(Excerpts of pointing data)

=======

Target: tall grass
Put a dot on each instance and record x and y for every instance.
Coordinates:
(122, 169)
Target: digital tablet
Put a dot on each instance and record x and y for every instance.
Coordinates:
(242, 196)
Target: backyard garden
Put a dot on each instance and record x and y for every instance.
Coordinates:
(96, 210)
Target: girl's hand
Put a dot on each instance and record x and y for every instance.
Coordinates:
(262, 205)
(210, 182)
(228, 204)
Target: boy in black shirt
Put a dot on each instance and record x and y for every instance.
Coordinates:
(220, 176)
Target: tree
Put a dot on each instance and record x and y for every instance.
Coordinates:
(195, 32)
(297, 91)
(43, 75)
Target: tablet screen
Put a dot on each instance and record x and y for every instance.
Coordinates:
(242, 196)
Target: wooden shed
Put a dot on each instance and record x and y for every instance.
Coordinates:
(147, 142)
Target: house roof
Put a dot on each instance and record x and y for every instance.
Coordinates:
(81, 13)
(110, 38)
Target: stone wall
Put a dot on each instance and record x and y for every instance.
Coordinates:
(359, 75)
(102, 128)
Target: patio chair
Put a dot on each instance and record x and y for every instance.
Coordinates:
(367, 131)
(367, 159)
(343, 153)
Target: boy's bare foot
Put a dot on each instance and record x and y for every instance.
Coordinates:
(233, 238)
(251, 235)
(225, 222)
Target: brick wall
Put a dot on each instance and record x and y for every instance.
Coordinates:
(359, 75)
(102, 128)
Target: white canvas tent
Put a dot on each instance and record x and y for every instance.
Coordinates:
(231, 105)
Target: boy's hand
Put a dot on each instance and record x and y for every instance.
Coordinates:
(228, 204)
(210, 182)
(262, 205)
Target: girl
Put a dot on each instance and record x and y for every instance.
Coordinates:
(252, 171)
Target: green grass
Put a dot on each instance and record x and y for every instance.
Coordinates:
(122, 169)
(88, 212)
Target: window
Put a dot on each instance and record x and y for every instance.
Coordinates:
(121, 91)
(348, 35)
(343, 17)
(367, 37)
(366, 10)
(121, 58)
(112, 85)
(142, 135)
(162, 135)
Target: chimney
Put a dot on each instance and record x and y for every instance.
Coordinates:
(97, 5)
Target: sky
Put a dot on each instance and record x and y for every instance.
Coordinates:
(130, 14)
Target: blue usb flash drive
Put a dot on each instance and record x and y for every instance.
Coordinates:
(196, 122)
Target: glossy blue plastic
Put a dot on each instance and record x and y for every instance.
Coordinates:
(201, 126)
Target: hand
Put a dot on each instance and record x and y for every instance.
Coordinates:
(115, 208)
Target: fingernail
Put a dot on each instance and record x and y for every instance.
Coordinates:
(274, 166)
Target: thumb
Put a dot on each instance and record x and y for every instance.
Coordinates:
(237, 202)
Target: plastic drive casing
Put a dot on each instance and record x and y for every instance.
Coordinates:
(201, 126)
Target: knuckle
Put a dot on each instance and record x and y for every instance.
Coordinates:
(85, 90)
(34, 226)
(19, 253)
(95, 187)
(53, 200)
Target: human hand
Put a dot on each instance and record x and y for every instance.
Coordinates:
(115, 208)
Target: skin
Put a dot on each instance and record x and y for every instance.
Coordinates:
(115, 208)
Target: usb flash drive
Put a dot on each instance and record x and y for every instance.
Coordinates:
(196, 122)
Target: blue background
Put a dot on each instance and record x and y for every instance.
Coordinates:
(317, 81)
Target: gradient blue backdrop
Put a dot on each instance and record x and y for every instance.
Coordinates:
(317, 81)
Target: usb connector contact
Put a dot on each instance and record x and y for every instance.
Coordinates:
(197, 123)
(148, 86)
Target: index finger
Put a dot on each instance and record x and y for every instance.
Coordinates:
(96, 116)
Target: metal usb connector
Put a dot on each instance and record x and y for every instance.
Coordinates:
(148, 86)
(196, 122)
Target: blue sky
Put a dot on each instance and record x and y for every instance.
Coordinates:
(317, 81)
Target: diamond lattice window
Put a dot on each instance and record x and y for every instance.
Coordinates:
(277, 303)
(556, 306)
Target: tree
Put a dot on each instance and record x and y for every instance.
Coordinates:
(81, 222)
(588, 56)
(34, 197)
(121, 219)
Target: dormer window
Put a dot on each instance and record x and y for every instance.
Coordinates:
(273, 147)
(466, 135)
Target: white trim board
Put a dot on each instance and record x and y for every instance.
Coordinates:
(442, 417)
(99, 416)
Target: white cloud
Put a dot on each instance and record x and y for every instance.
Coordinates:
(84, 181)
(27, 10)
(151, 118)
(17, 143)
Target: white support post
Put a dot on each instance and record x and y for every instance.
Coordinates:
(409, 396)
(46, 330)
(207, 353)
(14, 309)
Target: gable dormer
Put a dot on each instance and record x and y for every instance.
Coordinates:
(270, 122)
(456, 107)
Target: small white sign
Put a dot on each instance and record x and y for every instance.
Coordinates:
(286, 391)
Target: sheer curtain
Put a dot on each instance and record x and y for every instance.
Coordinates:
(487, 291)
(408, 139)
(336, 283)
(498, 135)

=======

WHAT TO PRODUCE: Make a verbatim copy of every entry shown above.

WRITTEN REPLY:
Target: tall grass
Put a dot on each instance and record x and y for every instance.
Coordinates:
(122, 169)
Target: digital tablet
Put a dot on each instance and record x and y for every instance.
Coordinates:
(242, 196)
Target: backyard garden
Put a dot on each instance and record x and y for every instance.
Coordinates:
(96, 210)
Target: girl's hand
Put a dot on each instance and record x and y for every instance.
Coordinates:
(262, 205)
(210, 182)
(228, 204)
Target: boy in black shirt
Put a dot on each instance and record x and y for every instance.
Coordinates:
(220, 176)
Target: tree
Put a dot on each instance and record x and y for every instance.
Coordinates:
(195, 32)
(297, 91)
(43, 75)
Target: tablet screen
Put a dot on each instance and record x and y for every instance.
Coordinates:
(242, 196)
Target: wooden shed
Put a dot on each instance and record x and y for every instance.
Coordinates:
(147, 142)
Target: house roof
Put a dot on each instance and record x and y for every instance.
Coordinates:
(81, 13)
(110, 38)
Target: stone wall
Put a dot on each instance and record x and y for every instance.
Coordinates:
(359, 75)
(102, 128)
Target: patio chair
Put a dot on each instance and record x and y for every instance.
Coordinates:
(367, 131)
(367, 159)
(343, 153)
Target: boy's bare foot
Put a dot on each instance and record x and y for every instance.
Coordinates:
(233, 238)
(251, 235)
(225, 222)
Target: brick wall
Put a dot on each instance and record x and y for every instance.
Coordinates:
(359, 75)
(102, 128)
Target: white canvas tent
Put a dot on each instance and record x and y for every instance.
Coordinates:
(231, 105)
Target: boy's hand
Put a dot on each instance and record x and y for every instance.
Coordinates:
(228, 204)
(210, 182)
(262, 205)
Target: girl
Put a dot on each instance and record x and y for every instance.
Coordinates:
(252, 171)
Target: green grass
Put a dot on each instance and record x and y for every instance.
Coordinates:
(122, 169)
(88, 212)
Target: window
Put a dot on each instance and record x and y for every instance.
Coordinates:
(121, 91)
(348, 35)
(343, 17)
(367, 37)
(366, 10)
(121, 58)
(112, 85)
(142, 135)
(162, 135)
Target: chimney
Put a dot on each instance and record x and y for every instance.
Coordinates:
(97, 5)
Target: sky
Put a dot on each instance and record x and y for every instance.
Coordinates:
(130, 14)
Target: blue usb flash drive
Put a dot on each instance and record x and y for every instance.
Coordinates:
(196, 122)
Target: glossy blue plastic
Put a dot on each instance and record x and y for every instance.
Coordinates:
(201, 126)
Target: hand
Put a dot on each instance and record x and y for every instance.
Coordinates:
(115, 208)
Target: fingernail
Put a dot on each instance and record x and y for every instance.
Coordinates:
(274, 166)
Target: thumb
Put a dot on each instance and record x and y for every instance.
Coordinates:
(237, 202)
Target: plastic drive casing
Put a dot on each instance and record x and y for every instance.
Coordinates:
(201, 126)
Target: knuckle
Put a dot on each instance and record x and y for every instance.
Coordinates:
(85, 90)
(34, 226)
(19, 253)
(95, 187)
(53, 200)
Target: human hand
Put a dot on each instance and record x and y for every instance.
Coordinates:
(115, 208)
Target: skin
Put a dot on each instance and record x and y for every instance.
Coordinates:
(115, 208)
Target: usb flash drive
Put a dot on each instance and record x and y for every instance.
Coordinates:
(196, 122)
Target: blue background
Put a dot on each instance and record x and y for every instance.
Coordinates:
(317, 81)
Target: gradient blue backdrop
Put a dot on each instance and record x and y for every instance.
Coordinates:
(317, 81)
Target: usb connector contact
Put a dot on each instance and record x and y for every instance.
Coordinates:
(197, 123)
(148, 86)
Target: index finger
Put a dot on each instance and record x and y for every instance.
Coordinates:
(96, 116)
Target: metal usb connector
Put a dot on each instance and record x and y for every instance.
Coordinates:
(148, 86)
(196, 122)
Target: blue sky
Put a dot on each instance and record x and y for every instance.
Coordinates:
(317, 81)
Target: diamond lattice window
Put a dot on each instance and record x and y for every instance.
Coordinates:
(277, 303)
(556, 306)
Target: tree
Put a dot on each instance and record x and y for every instance.
Coordinates:
(81, 222)
(588, 56)
(34, 197)
(121, 219)
Target: dormer window
Put a dot on each instance and record x and y for every instance.
Coordinates:
(273, 147)
(466, 135)
Target: white trim board
Put a dot on each instance and record x and y for every instance.
Coordinates:
(442, 417)
(99, 416)
Target: white cloud
Put a dot on each instance and record x and y for every instance.
Coordinates:
(84, 181)
(27, 10)
(151, 118)
(17, 143)
Target: white support post
Put a dot on each instance and record x and y for every instance.
Coordinates:
(409, 396)
(46, 330)
(207, 353)
(14, 309)
Target: gable dormer
Put a dot on each instance and record x and y for every instance.
Coordinates:
(270, 122)
(456, 107)
Target: small white sign
Put a dot on each instance and record x and y for every instance.
Coordinates:
(286, 391)
Target: sheer curtain
Put a dot on each instance and record x and y for every instance.
Coordinates:
(487, 291)
(408, 139)
(336, 283)
(498, 135)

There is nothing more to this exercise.